## EXERCISE DESCRIPTION
Give a verbatim quotation of every record.

## MATERIAL SHOWN
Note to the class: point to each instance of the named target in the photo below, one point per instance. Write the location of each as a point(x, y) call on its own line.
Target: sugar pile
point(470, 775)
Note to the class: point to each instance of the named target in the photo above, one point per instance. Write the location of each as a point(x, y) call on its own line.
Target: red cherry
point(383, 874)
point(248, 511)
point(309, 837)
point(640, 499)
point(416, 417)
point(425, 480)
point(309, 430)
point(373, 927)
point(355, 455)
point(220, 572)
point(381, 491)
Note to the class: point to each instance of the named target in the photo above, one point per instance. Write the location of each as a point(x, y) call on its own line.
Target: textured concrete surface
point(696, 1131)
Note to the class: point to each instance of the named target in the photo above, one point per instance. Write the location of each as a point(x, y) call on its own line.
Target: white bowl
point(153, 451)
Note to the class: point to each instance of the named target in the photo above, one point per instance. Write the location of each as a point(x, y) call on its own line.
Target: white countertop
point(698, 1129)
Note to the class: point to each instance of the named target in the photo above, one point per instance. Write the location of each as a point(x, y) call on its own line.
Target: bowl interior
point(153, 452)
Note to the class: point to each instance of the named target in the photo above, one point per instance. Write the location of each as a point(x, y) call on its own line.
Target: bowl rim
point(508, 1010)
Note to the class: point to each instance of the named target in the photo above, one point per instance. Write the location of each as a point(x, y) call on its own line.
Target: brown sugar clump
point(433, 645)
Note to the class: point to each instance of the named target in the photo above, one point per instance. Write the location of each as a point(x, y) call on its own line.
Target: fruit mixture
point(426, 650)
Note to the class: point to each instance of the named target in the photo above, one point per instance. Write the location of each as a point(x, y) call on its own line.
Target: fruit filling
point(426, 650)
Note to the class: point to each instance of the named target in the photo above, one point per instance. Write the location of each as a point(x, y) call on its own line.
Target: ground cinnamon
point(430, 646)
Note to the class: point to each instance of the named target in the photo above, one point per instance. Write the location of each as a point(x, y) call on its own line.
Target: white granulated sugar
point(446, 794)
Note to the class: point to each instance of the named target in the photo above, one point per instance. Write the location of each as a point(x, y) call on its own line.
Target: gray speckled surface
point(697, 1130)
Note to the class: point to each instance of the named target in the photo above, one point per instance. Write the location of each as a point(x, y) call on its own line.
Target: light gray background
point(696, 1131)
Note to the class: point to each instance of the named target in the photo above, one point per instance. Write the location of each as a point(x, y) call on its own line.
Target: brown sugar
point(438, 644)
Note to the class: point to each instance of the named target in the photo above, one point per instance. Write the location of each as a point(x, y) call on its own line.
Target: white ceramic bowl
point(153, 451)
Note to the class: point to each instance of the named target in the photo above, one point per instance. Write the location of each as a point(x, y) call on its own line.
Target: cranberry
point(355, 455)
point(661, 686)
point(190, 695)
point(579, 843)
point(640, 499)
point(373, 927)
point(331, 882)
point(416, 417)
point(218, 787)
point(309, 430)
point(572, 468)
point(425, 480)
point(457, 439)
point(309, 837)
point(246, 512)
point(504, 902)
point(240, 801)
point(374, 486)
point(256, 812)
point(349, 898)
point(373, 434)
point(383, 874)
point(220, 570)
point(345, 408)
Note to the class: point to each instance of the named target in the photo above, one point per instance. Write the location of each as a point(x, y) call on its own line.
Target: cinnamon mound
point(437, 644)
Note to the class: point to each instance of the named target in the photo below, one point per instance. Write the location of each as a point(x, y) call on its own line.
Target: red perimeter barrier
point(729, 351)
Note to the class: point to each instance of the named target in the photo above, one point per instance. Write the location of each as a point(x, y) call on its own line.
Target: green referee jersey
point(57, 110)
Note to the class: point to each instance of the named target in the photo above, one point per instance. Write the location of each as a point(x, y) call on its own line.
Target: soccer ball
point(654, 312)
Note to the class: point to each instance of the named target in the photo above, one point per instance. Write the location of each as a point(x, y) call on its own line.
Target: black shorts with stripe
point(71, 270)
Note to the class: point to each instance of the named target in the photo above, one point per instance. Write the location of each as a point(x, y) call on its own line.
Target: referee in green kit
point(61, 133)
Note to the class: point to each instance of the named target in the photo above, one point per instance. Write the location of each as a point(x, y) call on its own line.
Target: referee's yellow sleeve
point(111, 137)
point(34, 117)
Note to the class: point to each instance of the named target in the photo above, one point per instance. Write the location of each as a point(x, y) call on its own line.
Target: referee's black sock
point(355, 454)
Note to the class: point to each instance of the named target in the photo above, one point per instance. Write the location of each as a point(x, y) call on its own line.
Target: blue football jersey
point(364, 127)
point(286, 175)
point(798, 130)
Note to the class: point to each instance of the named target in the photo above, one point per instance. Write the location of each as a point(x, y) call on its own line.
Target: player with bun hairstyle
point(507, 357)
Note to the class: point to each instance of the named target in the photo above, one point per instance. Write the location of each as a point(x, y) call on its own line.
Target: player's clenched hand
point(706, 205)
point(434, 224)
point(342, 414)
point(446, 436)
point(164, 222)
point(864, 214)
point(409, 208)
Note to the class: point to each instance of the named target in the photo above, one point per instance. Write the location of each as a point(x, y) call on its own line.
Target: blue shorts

## COMPLETE OUTPUT
Note to the class: point to each instance of the named target in the photo below, one point per instance. Write the location of each as a point(x, y) call on its own line.
Target: sugar pile
point(470, 775)
Note to the class: point to each instance of the named target in the photo above, one point per instance. Write the location of each as a point(x, y) call on its own line.
Target: red cherry
point(383, 874)
point(248, 511)
point(309, 837)
point(640, 499)
point(416, 417)
point(425, 480)
point(309, 430)
point(373, 927)
point(355, 455)
point(220, 572)
point(381, 491)
Note to the class: point to each instance of the named target in the photo above, one point per instance. Write the location of each as a point(x, y) call on its own line.
Target: textured concrete surface
point(696, 1131)
Note to the class: point to each instance of the named target in the photo above, one point per instance. Write the location of each as a point(x, y) call on its own line.
Target: white bowl
point(153, 451)
Note to the class: point to each instance of the named target in the photo above, one point per instance. Write the location of each as a point(x, y) call on its own line.
Target: white countertop
point(698, 1129)
Note to the class: point to each instance of the named target in the photo above, one point per instance. Write the location of each as a point(x, y) call on its own line.
Target: bowl interior
point(153, 452)
Note to the class: point to each instance of the named target in the photo above, one point per instance. Write the location of each as a point(x, y) call on its own line.
Target: bowl rim
point(508, 1010)
Note to the class: point to each instance of the named target in the photo above, one point per instance. Write the location of each as a point(x, y) call on its own line.
Target: brown sugar clump
point(433, 645)
Note to the class: point to each instance of the named target in the photo above, one point per instance. Write the location of each as a point(x, y) call on its own line.
Target: fruit mixture
point(426, 650)
Note to the class: point to each instance of the named target in the photo above, one point per instance. Write the location of each as a point(x, y) call on its own line.
Target: fruit filling
point(426, 650)
Note to the class: point to each instance of the named target in the photo above, one point per instance. Write the location of each as a point(x, y) call on its own line.
Target: ground cinnamon
point(430, 646)
Note to the class: point to each instance of the named target in the photo above, one point per instance. Write the location of each as a point(x, y) call on its own line.
Target: white granulated sugar
point(446, 794)
Note to the class: point to each instance of the named target in the photo above, one point per instance. Write the location of each as a point(x, y) call on its own line.
Target: gray speckled surface
point(697, 1130)
Note to the class: point to each instance of the named target in the photo above, one point per instance. Write the location of each as a point(x, y) call on its own line.
Target: light gray background
point(696, 1131)
Note to the class: point to each instance of the named target in the photo above, one point per instance. Write the location of each as a point(x, y) call on its own line.
Target: brown sugar
point(438, 644)
Note to the class: point to each instance of the named target in the photo above, one point per instance. Write the location of each as a point(x, y) call on its own line.
Target: white ceramic bowl
point(153, 451)
Note to the class: point to each instance of the named target in the photo above, one point per instance. Write the location of each as a point(x, y) call on its own line.
Target: cranberry
point(355, 455)
point(661, 686)
point(190, 695)
point(579, 843)
point(640, 499)
point(373, 927)
point(331, 882)
point(416, 417)
point(218, 787)
point(309, 430)
point(572, 468)
point(425, 480)
point(457, 439)
point(309, 837)
point(246, 512)
point(504, 902)
point(240, 801)
point(374, 486)
point(256, 812)
point(349, 898)
point(373, 434)
point(383, 874)
point(220, 570)
point(345, 408)
Note to the class: point to each instance of the named target in the photo above, one point per instance. Write the location of each as a point(x, y) call on its own line.
Target: cinnamon mound
point(437, 644)
Note to the class: point to each instance of the named target in the photo below, one point per instance. Write the location of each as a point(x, y) call on its own line.
Target: red perimeter barrier
point(729, 351)
Note to the class: point to each instance of the named target in the photo above, one point per instance. Write the location of each as a point(x, y) call on its own line.
Target: green referee jersey
point(57, 110)
Note to the class: point to each instance of the named target in the photo above, one point per instance. Write the location of each as a point(x, y) call on its own line.
Target: soccer ball
point(654, 312)
Note to the class: point to each instance of the named target in the photo above, one point per instance. Write the location of each as a point(x, y) call on its own line.
Target: black shorts with stripe
point(71, 270)
Note to the class: point to each instance of the named target in the photo above, one point per instance. Write the location of each as a point(x, y) call on its own line.
Target: referee in green kit
point(61, 133)
Note to the class: point to each instance of the named target in the photo above, one point per instance. Write the location of each as a point(x, y) call on its own line.
Target: referee's yellow sleeve
point(111, 137)
point(34, 117)
Note to the class: point to each instance of the named target in the photo above, one point per instance. Write the location of each as a point(x, y) call on its own line.
Target: referee's black sock
point(355, 454)
Note to the class: point to each instance of the named target in the photo above, one point per instance. Write the location of each as a point(x, y) call on its own line.
Target: blue football jersey
point(364, 127)
point(286, 175)
point(798, 130)
Note to the class: point to each instance of the named target in the photo above, one point per instance. Write the location of each as a point(x, y) call on its own line.
Target: player with bun hairstyle
point(507, 357)
Note to the class: point to each instance of the named target in the photo above, one point per instance. Write the location of each as a point(x, y) call on its own line.
Target: player's clenched hand
point(706, 205)
point(434, 224)
point(342, 414)
point(446, 436)
point(164, 222)
point(864, 214)
point(409, 208)
Note to the class: point to each instance of the named target in the photo above, one point per instance. Write the location of each as a point(x, y) call on its own line.
Target: blue shorts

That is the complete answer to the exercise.